▸ **ACTION ITEM**
Without any images, output the records below verbatim.

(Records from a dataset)
────────
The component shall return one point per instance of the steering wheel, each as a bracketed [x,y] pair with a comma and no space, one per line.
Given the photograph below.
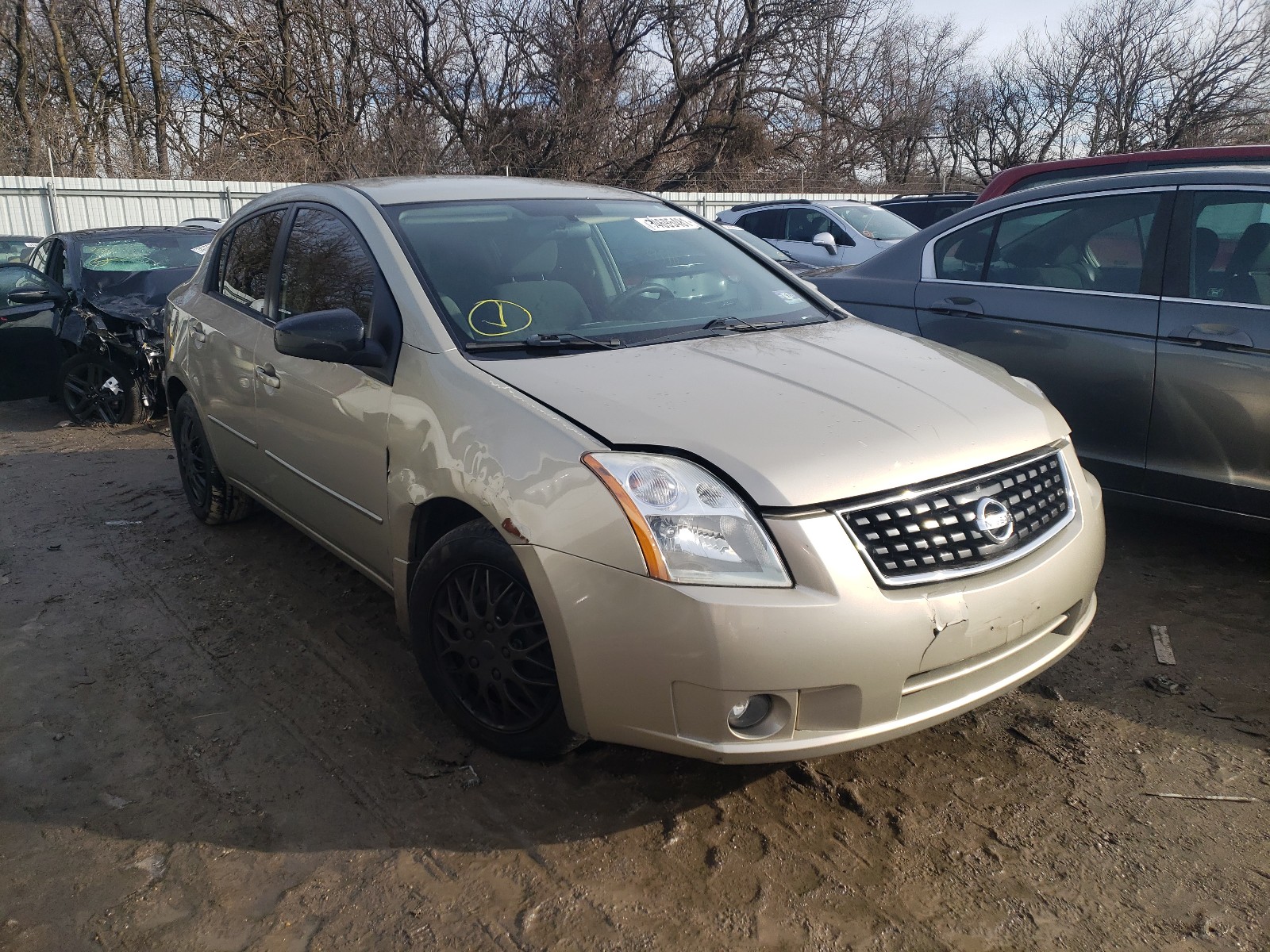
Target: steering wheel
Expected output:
[624,298]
────────
▸ **SOLUTION TO THIS PROBLEM**
The component shall return one point per instance of the steering wheel, each as a bracketed [x,y] pair with a comma and no space, one per line.
Given the photograph below.
Target: steering wheel
Expected output:
[624,298]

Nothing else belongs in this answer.